Data records:
+ + +
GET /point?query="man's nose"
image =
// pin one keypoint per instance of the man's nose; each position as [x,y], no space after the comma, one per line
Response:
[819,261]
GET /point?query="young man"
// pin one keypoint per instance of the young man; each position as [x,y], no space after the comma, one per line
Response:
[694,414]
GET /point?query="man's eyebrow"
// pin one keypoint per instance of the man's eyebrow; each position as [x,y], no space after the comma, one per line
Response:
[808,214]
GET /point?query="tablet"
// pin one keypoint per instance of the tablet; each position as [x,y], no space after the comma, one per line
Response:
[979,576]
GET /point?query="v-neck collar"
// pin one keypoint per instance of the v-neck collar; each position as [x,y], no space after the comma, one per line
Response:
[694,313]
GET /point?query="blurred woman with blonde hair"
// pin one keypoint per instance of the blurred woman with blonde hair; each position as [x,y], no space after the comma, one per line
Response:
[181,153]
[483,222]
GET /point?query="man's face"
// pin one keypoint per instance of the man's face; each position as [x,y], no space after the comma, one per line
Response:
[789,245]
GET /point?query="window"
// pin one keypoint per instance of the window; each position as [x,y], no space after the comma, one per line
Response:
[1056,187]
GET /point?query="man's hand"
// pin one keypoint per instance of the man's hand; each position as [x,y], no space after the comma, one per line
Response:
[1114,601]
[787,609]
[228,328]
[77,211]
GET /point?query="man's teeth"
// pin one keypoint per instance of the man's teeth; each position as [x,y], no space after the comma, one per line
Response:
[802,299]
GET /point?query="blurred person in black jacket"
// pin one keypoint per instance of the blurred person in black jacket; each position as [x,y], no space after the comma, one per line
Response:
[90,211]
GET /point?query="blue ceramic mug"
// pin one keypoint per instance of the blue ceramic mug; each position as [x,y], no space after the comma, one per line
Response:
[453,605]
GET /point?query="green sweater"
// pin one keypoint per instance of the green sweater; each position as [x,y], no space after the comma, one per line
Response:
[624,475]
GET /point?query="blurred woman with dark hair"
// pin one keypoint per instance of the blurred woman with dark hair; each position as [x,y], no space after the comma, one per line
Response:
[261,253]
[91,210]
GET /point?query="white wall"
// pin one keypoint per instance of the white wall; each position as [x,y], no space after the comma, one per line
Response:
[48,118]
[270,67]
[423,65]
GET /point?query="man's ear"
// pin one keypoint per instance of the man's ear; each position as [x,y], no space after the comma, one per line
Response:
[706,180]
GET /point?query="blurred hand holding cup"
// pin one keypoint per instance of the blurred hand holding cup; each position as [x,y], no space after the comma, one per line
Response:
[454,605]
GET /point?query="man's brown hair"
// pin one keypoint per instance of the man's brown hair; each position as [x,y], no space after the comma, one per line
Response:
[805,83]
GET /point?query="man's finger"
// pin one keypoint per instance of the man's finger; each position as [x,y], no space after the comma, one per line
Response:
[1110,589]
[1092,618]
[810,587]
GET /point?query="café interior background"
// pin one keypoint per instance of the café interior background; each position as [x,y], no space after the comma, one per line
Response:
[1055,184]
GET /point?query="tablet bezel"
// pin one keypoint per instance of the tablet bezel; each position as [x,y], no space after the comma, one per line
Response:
+ + +
• _CHALLENGE_
Give back each line above precisely as it stands.

• _SOLVED EXERCISE_
GET /point?query="man's nose"
image =
// pin one keypoint per instance of the man's nose; each position as [x,y], no space after the comma, one per line
Response:
[819,261]
GET /point?query="young man"
// pin one keypoint per instance of the young man; each position as [x,y], no space after the comma, one per line
Response:
[694,414]
GET /point?query="man's eyebrow"
// pin one keypoint per instance of the man's eyebrow; each position as [x,y], no space after the comma, one per line
Response:
[808,214]
GET /point?query="tablet"
// pin one keypoint per instance of the tablet; each position as [x,y], no space after the comma, one per line
Response:
[979,576]
GET /point?query="v-neck collar"
// pin one keypoint per instance of the v-neck collar; each position as [x,y], no space after the comma, one per line
Response:
[694,313]
GET /point?query="blurred woman with blonde hair"
// pin one keypoint per instance of the blurred woman with blonde hair; each position as [x,y], no space after the comma, one per line
Response:
[181,153]
[483,222]
GET /point?query="man's face"
// pin one keypoint per instance of the man's face; each position as [x,y], no space after the comma, one per line
Response:
[789,245]
GET /point?query="window"
// pin one keypoint per instance of the window; each position as [x,y], no space after the comma, one per line
Response:
[1056,187]
GET /point?query="man's hand"
// pin one keypoint per instance of the man's hand; each position as [x,y], no space after the comma, one per line
Response:
[1114,601]
[787,609]
[228,328]
[77,211]
GET /point?query="man's teeth"
// pin one keypoint per instance of the man's teeth; each position as [x,y], no space after the comma, one per line
Response:
[802,299]
GET /point?query="blurred person in black jacket"
// pin one keypoint per instance of the blurred person in black jacket; each position as [x,y], no space after the comma, one per line
Response:
[90,211]
GET /point?query="blue ceramic mug"
// pin one keypoint per instance of the blue ceramic mug; each position as [x,y], no space after the comma, one per line
Response:
[453,605]
GET /point?query="green sweater"
// pin one keypoint per instance of the green sweater; each position as [x,y], no space after the comma, one per line
Response:
[624,475]
GET /point?query="blurred woman with dark hair"
// pin one keypoint per instance of the blurred woman with dark hair; each position as [x,y], no space after the comma, one per line
Response:
[261,253]
[91,210]
GET /point?query="white wall"
// pin one keypoint per instance of the white wall; each position as [x,y], no space after the comma, one per line
Response:
[48,118]
[270,67]
[423,65]
GET /point?query="man's ear"
// pin one keypoint per instance of the man's ear; each position as [x,y], no space after the comma, one per line
Response:
[706,180]
GET /point?query="blurred hand holding cup"
// pin one keypoint per instance of the blurred hand holding cup; each position as [x,y], no space after the comma, one per line
Response:
[454,605]
GET /point?query="man's brown hair"
// pin one keypoint per instance of the man's brown hair; each position as [x,y], no space after the comma, one per line
Response:
[805,83]
GET /point?query="man's finger"
// pin one keypoint per instance of the man's finger; each position as [x,y], no space after the comma, one per line
Response:
[1110,589]
[1092,618]
[810,587]
GET /point?query="café interior background"
// pin one keypoint per instance of the café interior background; each position as [x,y], no space after the comma, one per line
Response:
[1055,184]
GET /point?query="tablet bezel"
// pin one keypoint per instance of the tablet bezel; each position as [x,y], no space after the comma, one per line
Response:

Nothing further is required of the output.